----- Data listing -----
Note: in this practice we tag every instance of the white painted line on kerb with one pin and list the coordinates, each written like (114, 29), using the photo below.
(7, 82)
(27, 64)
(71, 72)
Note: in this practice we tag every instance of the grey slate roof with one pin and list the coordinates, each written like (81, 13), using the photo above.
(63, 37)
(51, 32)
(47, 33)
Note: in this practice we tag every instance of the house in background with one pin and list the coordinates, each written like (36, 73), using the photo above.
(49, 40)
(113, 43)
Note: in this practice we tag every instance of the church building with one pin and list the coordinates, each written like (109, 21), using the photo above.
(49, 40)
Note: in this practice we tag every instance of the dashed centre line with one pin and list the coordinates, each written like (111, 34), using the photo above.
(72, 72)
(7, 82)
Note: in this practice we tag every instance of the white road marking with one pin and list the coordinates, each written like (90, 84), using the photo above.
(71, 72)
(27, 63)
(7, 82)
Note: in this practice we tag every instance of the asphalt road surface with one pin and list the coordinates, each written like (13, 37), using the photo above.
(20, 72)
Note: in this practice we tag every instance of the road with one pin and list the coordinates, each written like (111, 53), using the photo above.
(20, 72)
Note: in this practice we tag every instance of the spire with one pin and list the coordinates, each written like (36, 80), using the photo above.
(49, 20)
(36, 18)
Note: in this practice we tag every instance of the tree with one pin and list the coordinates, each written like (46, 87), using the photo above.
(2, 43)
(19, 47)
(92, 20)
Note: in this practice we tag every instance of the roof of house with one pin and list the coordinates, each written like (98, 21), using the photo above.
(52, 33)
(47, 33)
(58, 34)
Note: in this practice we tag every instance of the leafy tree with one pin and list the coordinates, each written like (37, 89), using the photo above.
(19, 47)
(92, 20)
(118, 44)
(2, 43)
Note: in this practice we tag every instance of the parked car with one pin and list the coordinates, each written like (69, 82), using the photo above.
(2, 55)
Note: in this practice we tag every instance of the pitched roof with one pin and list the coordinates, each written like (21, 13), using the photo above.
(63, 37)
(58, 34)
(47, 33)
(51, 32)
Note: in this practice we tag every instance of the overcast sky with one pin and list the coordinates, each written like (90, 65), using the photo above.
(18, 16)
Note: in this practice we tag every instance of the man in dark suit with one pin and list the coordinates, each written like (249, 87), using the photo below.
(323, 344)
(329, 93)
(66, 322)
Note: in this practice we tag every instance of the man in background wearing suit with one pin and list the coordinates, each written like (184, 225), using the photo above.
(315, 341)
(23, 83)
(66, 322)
-----
Task: Convert the lines above into a Markdown table with the columns "Row" and "Line", numbering each line in order and skipping any blank lines.

Expected answer:
| Row | Line |
|---|---|
| 1 | Note: in this practice we tag every instance of the white painted line on kerb with one pin and list the coordinates, each written like (114, 29), using the photo below. |
| 2 | (7, 82) |
| 3 | (27, 64) |
| 4 | (71, 72) |
| 5 | Note: in this practice we tag every instance of the grey slate roof with one pin and list the coordinates, each written like (81, 13), using the photo above. |
| 6 | (63, 37) |
| 7 | (51, 32) |
| 8 | (47, 33) |
| 9 | Note: in this practice we tag every instance of the house in background with one pin and list the coordinates, each written like (36, 73), using the photo above. |
| 10 | (49, 40) |
| 11 | (113, 43) |
| 12 | Note: in this practice we tag every instance of the church building with one pin and list the coordinates, each written like (109, 21), using the photo above. |
| 13 | (49, 40) |
| 14 | Note: in this practice we tag every instance of the dashed centre line with one pin and list the coordinates, each written like (111, 34), using the photo above. |
| 15 | (72, 72) |
| 16 | (7, 82) |
| 17 | Note: in this practice we tag every instance of the white road marking with one pin and list the coordinates, each written like (90, 84), using the photo above. |
| 18 | (71, 72) |
| 19 | (27, 63) |
| 20 | (7, 82) |
| 21 | Note: in this practice we tag every instance of the asphalt road surface with one pin and list the coordinates, each written like (13, 37), using the photo above. |
| 22 | (20, 72) |
| 23 | Note: in this practice we tag every instance of the road with one pin and list the coordinates, each written like (111, 53), using the photo above. |
| 24 | (20, 72) |
| 25 | Note: in this practice we tag every instance of the spire with one pin and list the coordinates, each written like (36, 80), using the photo above. |
| 26 | (49, 20) |
| 27 | (36, 18) |
| 28 | Note: in this practice we tag every instance of the tree with one pin and list the coordinates, each written like (46, 87), using the photo above. |
| 29 | (2, 43) |
| 30 | (19, 47) |
| 31 | (92, 20) |
| 32 | Note: in this practice we tag every instance of the roof of house with one pin and list the coordinates, each written like (98, 21), using the photo above. |
| 33 | (52, 33) |
| 34 | (47, 33) |
| 35 | (58, 34) |
| 36 | Note: in this practice we tag every instance of the leafy tree with one pin and list the coordinates, each written like (37, 89), using the photo above. |
| 37 | (19, 47) |
| 38 | (92, 20) |
| 39 | (118, 44) |
| 40 | (2, 43) |
| 41 | Note: in this practice we tag every instance of the parked car with one pin and list the coordinates, each written like (69, 82), using the photo above. |
| 42 | (2, 55) |
| 43 | Note: in this practice we tag every instance of the pitched roof with one pin and list the coordinates, each written like (21, 13), using the photo above. |
| 44 | (63, 37) |
| 45 | (58, 34) |
| 46 | (47, 33) |
| 47 | (51, 32) |
| 48 | Note: in this practice we tag every instance of the overcast sky with one pin and list the coordinates, each written like (90, 65), using the photo above. |
| 49 | (18, 16) |
| 50 | Note: in this practice we tag every instance of the man in dark suit with one pin and list the coordinates, each written like (249, 87), using the photo below. |
| 51 | (323, 344) |
| 52 | (329, 93) |
| 53 | (66, 322) |
| 54 | Note: in this practice we tag every instance of the man in background wearing suit with one pin and list the coordinates, each written like (184, 225), using the photo above. |
| 55 | (315, 341) |
| 56 | (23, 83) |
| 57 | (66, 322) |